- _EXERCISE DESCRIPTION_
Write out the part that opens at the start of the rows and closes with the line containing "positive clicks: (85, 78)" as a JSON list of strings, one string per line, with blank lines and pictures left out.

Stored records

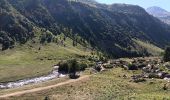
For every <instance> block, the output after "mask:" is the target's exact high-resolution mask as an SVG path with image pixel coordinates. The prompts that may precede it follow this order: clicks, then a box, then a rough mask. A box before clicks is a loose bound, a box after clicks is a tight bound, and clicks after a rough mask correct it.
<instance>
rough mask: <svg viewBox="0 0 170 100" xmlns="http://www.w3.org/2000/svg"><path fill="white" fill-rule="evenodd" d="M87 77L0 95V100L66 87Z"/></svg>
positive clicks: (85, 78)
mask: <svg viewBox="0 0 170 100" xmlns="http://www.w3.org/2000/svg"><path fill="white" fill-rule="evenodd" d="M89 77H90V75H84V76H82V77H80V78H78V79H70V80H68V81H65V82H61V83H58V84H55V85H50V86H46V87H39V88H34V89H30V90H23V91H17V92H14V93H9V94H5V95H0V99H3V98H8V97H12V96H20V95H23V94H28V93H34V92H39V91H42V90H48V89H51V88H56V87H59V86H62V85H66V84H69V83H75V82H78V81H81V80H85V79H88V78H89Z"/></svg>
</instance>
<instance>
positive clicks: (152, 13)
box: [146, 7, 170, 24]
mask: <svg viewBox="0 0 170 100" xmlns="http://www.w3.org/2000/svg"><path fill="white" fill-rule="evenodd" d="M146 11H147V12H148V13H149V14H151V15H153V16H154V17H157V18H159V19H160V20H162V21H163V22H165V23H167V24H170V12H168V11H166V10H165V9H162V8H160V7H150V8H147V9H146Z"/></svg>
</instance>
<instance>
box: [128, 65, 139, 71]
mask: <svg viewBox="0 0 170 100" xmlns="http://www.w3.org/2000/svg"><path fill="white" fill-rule="evenodd" d="M128 69H129V70H138V67H137V66H136V65H134V64H129V65H128Z"/></svg>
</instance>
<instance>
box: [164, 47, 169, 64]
mask: <svg viewBox="0 0 170 100" xmlns="http://www.w3.org/2000/svg"><path fill="white" fill-rule="evenodd" d="M164 61H165V62H168V61H170V47H167V48H166V50H165V53H164Z"/></svg>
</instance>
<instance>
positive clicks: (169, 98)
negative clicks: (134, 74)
mask: <svg viewBox="0 0 170 100" xmlns="http://www.w3.org/2000/svg"><path fill="white" fill-rule="evenodd" d="M133 73H140V72H131V71H125V70H123V69H121V68H115V69H111V70H109V71H105V72H102V73H98V74H95V75H92V76H91V77H90V79H88V80H84V81H81V82H78V83H72V84H69V85H65V86H61V87H57V88H53V89H50V90H46V91H41V92H37V93H32V94H26V95H22V96H19V97H11V98H9V99H12V100H26V99H29V100H43V99H44V98H45V96H49V97H50V99H52V100H58V99H59V100H127V99H130V100H169V99H170V89H169V90H167V91H164V90H163V89H162V87H163V85H164V84H165V83H166V81H163V80H155V79H154V80H147V81H146V82H143V83H134V82H130V81H129V80H130V79H131V78H130V76H131V75H133ZM124 74H126V75H127V76H128V78H123V75H124ZM169 85H170V84H169Z"/></svg>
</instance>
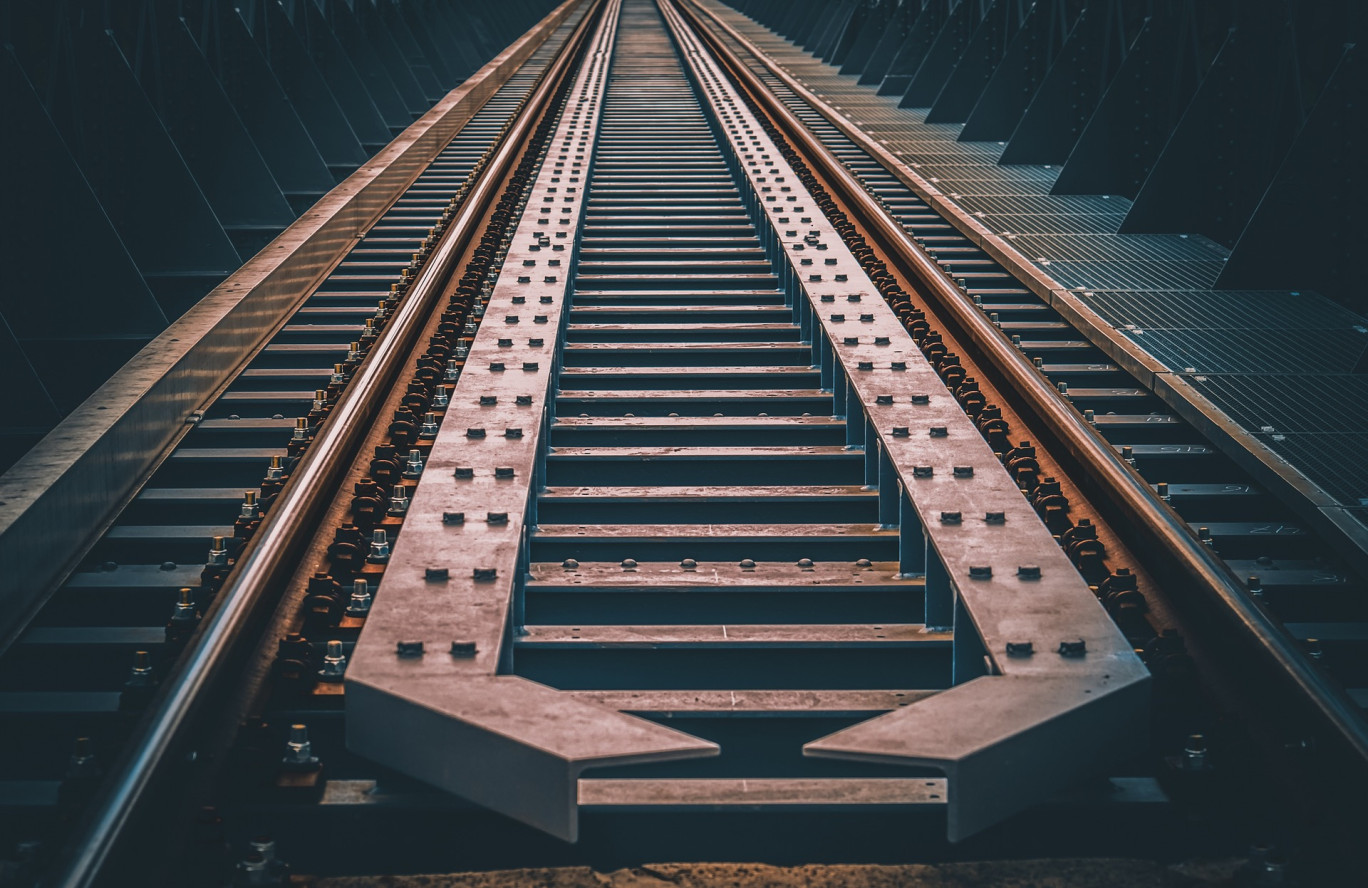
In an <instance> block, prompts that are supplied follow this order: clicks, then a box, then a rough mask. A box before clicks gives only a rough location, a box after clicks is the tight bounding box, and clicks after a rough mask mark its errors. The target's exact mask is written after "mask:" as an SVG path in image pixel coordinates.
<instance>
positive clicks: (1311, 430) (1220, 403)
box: [1187, 375, 1368, 454]
mask: <svg viewBox="0 0 1368 888" xmlns="http://www.w3.org/2000/svg"><path fill="white" fill-rule="evenodd" d="M1187 382H1190V383H1192V386H1193V387H1194V389H1197V390H1198V391H1201V393H1202V394H1204V395H1207V397H1208V398H1209V400H1211V401H1212V402H1215V404H1216V405H1218V406H1219V408H1220V409H1222V410H1224V412H1226V413H1227V415H1228V416H1230V417H1231V419H1234V420H1235V421H1237V423H1239V424H1241V426H1244V427H1245V428H1249V430H1250V431H1254V432H1263V434H1274V435H1276V434H1287V435H1291V434H1304V432H1334V434H1342V432H1350V434H1368V379H1365V378H1363V376H1356V375H1338V376H1275V375H1267V376H1190V378H1187ZM1357 453H1360V454H1361V453H1368V450H1358V452H1357Z"/></svg>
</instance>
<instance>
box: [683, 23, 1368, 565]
mask: <svg viewBox="0 0 1368 888" xmlns="http://www.w3.org/2000/svg"><path fill="white" fill-rule="evenodd" d="M700 1H702V3H705V4H706V5H707V8H709V10H711V11H713V12H715V14H717V15H720V16H722V18H724V19H725V21H726V22H729V23H731V25H732V26H733V27H736V29H737V31H740V33H743V34H744V36H746V37H747V38H748V40H751V41H752V42H754V44H755V45H757V47H758V48H761V49H762V51H763V52H765V53H766V55H767V56H769V57H770V59H773V60H774V62H777V63H778V64H781V66H782V67H784V70H785V71H787V73H788V74H791V75H792V77H795V78H796V79H798V81H799V82H802V83H803V85H804V86H807V89H810V90H811V92H813V93H815V94H817V96H818V97H819V99H821V100H824V101H825V103H826V104H828V105H830V108H832V109H833V111H834V112H836V114H839V115H841V116H844V118H845V120H848V122H850V123H851V125H854V126H855V127H858V129H859V130H862V131H865V133H867V134H869V135H870V137H871V138H873V140H876V141H878V142H880V144H881V145H884V146H885V148H886V149H888V151H889V152H891V153H892V155H893V156H895V157H896V159H897V160H900V161H902V163H904V164H906V166H907V168H908V171H910V172H911V174H912V175H914V177H919V178H921V179H922V181H923V187H925V189H926V190H928V192H929V193H934V194H937V196H938V197H941V198H944V200H945V201H948V203H949V204H951V205H953V207H956V208H959V209H960V211H962V213H963V215H964V216H967V218H970V219H973V220H977V222H978V223H979V224H982V226H984V228H985V230H986V231H989V233H992V234H995V235H997V237H1000V238H1001V242H1003V245H1004V246H1005V248H1007V249H1010V250H1014V252H1015V253H1016V256H1018V259H1019V261H1021V263H1022V265H1023V267H1029V268H1033V270H1034V271H1036V272H1037V274H1038V283H1031V285H1030V286H1031V289H1034V290H1036V291H1037V293H1038V294H1040V296H1042V297H1045V298H1048V297H1049V294H1051V293H1055V291H1068V293H1070V296H1071V297H1073V298H1075V300H1077V301H1078V304H1079V305H1082V306H1083V308H1086V309H1088V311H1089V312H1093V313H1094V315H1096V316H1097V317H1100V319H1101V320H1103V322H1105V324H1108V326H1111V327H1114V328H1115V330H1116V331H1118V332H1119V334H1120V335H1122V337H1124V338H1126V341H1129V345H1130V346H1131V348H1133V349H1134V350H1135V352H1140V353H1144V354H1145V356H1148V357H1149V358H1150V360H1152V361H1153V364H1152V368H1150V369H1152V374H1153V375H1155V376H1156V383H1155V390H1156V391H1157V393H1160V394H1161V397H1164V398H1166V400H1168V401H1171V402H1185V401H1186V402H1190V404H1192V405H1193V410H1189V412H1187V417H1189V420H1190V421H1192V417H1193V416H1194V415H1200V413H1201V412H1204V410H1205V412H1208V413H1211V415H1212V416H1213V420H1212V421H1213V423H1215V424H1223V426H1227V427H1228V430H1230V438H1228V441H1230V443H1231V446H1233V449H1253V450H1256V452H1263V453H1267V452H1272V453H1275V454H1276V457H1275V460H1276V461H1286V464H1287V465H1290V467H1291V468H1293V469H1294V471H1295V472H1297V473H1300V475H1301V476H1304V478H1305V479H1306V480H1309V482H1311V484H1315V488H1312V487H1311V484H1305V483H1302V484H1301V488H1302V495H1305V497H1308V498H1309V501H1311V504H1312V506H1313V508H1317V509H1324V510H1330V512H1331V513H1335V514H1342V516H1345V517H1346V519H1347V523H1349V524H1357V523H1358V521H1360V520H1361V519H1360V517H1358V516H1360V514H1361V513H1360V510H1358V509H1360V506H1363V505H1364V504H1365V502H1368V469H1365V468H1364V465H1363V464H1361V461H1360V460H1353V458H1346V457H1345V456H1343V454H1345V453H1349V452H1353V453H1361V452H1363V447H1364V446H1368V436H1365V435H1364V434H1363V432H1361V431H1356V430H1353V428H1349V427H1346V421H1347V423H1349V424H1352V423H1353V420H1352V417H1354V416H1360V415H1363V413H1364V410H1365V409H1368V395H1365V394H1364V391H1363V386H1361V384H1360V382H1358V379H1357V376H1356V374H1357V372H1358V371H1360V369H1361V364H1363V358H1364V354H1365V350H1368V319H1365V317H1363V316H1361V315H1357V313H1354V312H1352V311H1349V309H1346V308H1342V306H1341V305H1337V304H1335V302H1332V301H1331V300H1328V298H1326V297H1323V296H1320V294H1317V293H1313V291H1309V290H1230V289H1216V287H1215V285H1216V279H1218V276H1219V275H1220V272H1222V268H1223V267H1224V263H1226V260H1227V257H1228V256H1230V250H1228V249H1226V248H1224V246H1222V245H1220V244H1216V242H1213V241H1211V239H1208V238H1205V237H1202V235H1198V234H1185V233H1172V234H1145V233H1126V231H1122V230H1120V228H1122V223H1123V220H1124V219H1126V215H1127V212H1129V211H1130V209H1131V204H1133V201H1130V200H1129V198H1126V197H1124V196H1119V194H1109V196H1103V194H1059V193H1055V190H1053V186H1055V182H1056V178H1057V177H1059V172H1060V168H1062V166H1060V164H1026V163H1015V161H1011V160H1008V161H1007V163H1005V164H1003V163H1000V157H1001V156H1003V152H1004V149H1005V145H1007V142H1000V141H992V142H988V141H959V140H960V138H962V133H964V129H966V125H964V123H928V122H926V118H928V114H929V108H928V107H900V96H899V94H880V92H878V86H877V83H876V85H865V83H860V82H859V77H858V75H852V74H840V73H839V70H837V67H836V66H833V64H828V63H825V62H822V60H821V59H819V57H814V55H811V53H808V52H804V51H803V49H800V48H799V47H796V45H795V44H793V42H792V41H789V40H785V38H782V37H780V36H777V34H776V33H774V31H772V30H769V29H766V27H763V26H761V25H758V23H755V22H752V21H751V19H748V18H746V16H744V15H741V14H739V12H736V11H735V10H732V8H729V7H728V5H725V4H724V3H721V1H720V0H700ZM770 79H772V81H773V82H774V83H777V82H778V81H777V79H776V78H770ZM781 89H782V88H781ZM789 96H792V93H789ZM795 104H800V103H795ZM804 109H806V107H804ZM799 114H800V115H803V111H799ZM804 116H806V120H807V122H808V125H810V126H813V129H814V131H815V133H818V134H819V135H821V137H824V138H828V137H832V138H833V144H834V138H839V133H837V130H836V127H833V126H830V125H829V123H826V122H825V120H822V119H821V118H819V115H817V114H814V112H811V111H807V114H806V115H804ZM866 163H867V161H866ZM895 209H896V208H895ZM1159 376H1163V379H1157V378H1159ZM1291 405H1295V406H1294V408H1293V406H1291ZM1212 408H1215V409H1212ZM1290 409H1293V410H1294V412H1297V413H1298V416H1301V417H1305V416H1315V417H1317V421H1315V423H1306V421H1297V420H1295V419H1293V416H1290V413H1289V410H1290ZM1218 410H1219V412H1218ZM1279 457H1280V460H1278V458H1279ZM1350 532H1352V534H1353V535H1354V536H1356V538H1357V540H1358V545H1363V540H1365V539H1368V534H1365V532H1364V531H1363V530H1358V531H1350Z"/></svg>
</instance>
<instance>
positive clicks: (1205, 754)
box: [1179, 733, 1208, 770]
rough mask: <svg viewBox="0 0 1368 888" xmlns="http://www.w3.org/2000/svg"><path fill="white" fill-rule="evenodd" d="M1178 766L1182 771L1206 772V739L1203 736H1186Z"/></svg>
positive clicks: (1191, 734)
mask: <svg viewBox="0 0 1368 888" xmlns="http://www.w3.org/2000/svg"><path fill="white" fill-rule="evenodd" d="M1179 765H1181V768H1182V769H1183V770H1207V766H1208V765H1207V737H1205V736H1204V735H1201V733H1189V735H1187V742H1186V743H1185V744H1183V754H1182V758H1181V759H1179Z"/></svg>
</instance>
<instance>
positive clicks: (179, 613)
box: [171, 587, 200, 625]
mask: <svg viewBox="0 0 1368 888" xmlns="http://www.w3.org/2000/svg"><path fill="white" fill-rule="evenodd" d="M198 618H200V612H198V610H197V609H196V606H194V590H193V588H190V587H185V588H182V590H181V591H179V592H178V598H176V603H175V608H172V610H171V623H172V624H176V625H186V624H192V623H196V621H197V620H198Z"/></svg>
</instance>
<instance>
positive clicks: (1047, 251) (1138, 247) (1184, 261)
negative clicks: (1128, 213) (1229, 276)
mask: <svg viewBox="0 0 1368 888" xmlns="http://www.w3.org/2000/svg"><path fill="white" fill-rule="evenodd" d="M1012 239H1014V245H1015V246H1016V249H1019V250H1022V252H1023V253H1025V254H1026V256H1027V257H1031V259H1036V261H1040V260H1041V259H1062V260H1081V259H1094V260H1099V261H1183V263H1193V261H1215V263H1219V261H1223V260H1224V259H1226V256H1227V254H1228V252H1227V250H1226V248H1223V246H1220V245H1219V244H1213V242H1212V241H1208V239H1207V238H1204V237H1187V235H1185V234H1109V235H1104V237H1096V235H1081V234H1074V233H1057V234H1042V235H1026V237H1018V238H1012Z"/></svg>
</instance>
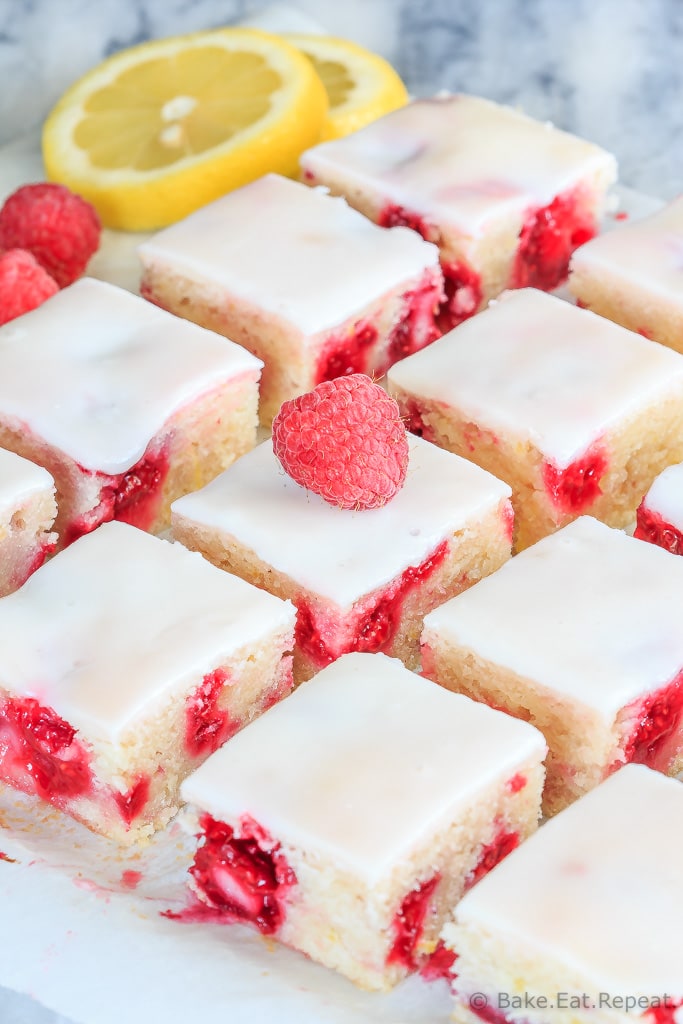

- _THE ANSWER_
[
  "For every <instance> block, the output after \"mask:\" is the target's exact high-resolution mask as an SVG path with image pixel coordinates. The prompts that may precede it follow this order: clicks, then a box, then a rough mask. A box before clicks is a loose bound, a box after clicks is a tight bound, and clicks after a rough mask correct it.",
  "<instance>",
  "rough mask: <svg viewBox=\"0 0 170 100\" xmlns=\"http://www.w3.org/2000/svg\"><path fill=\"white\" fill-rule=\"evenodd\" d=\"M87 77L0 95V100L66 87Z\"/></svg>",
  "positive clicks: (85, 78)"
]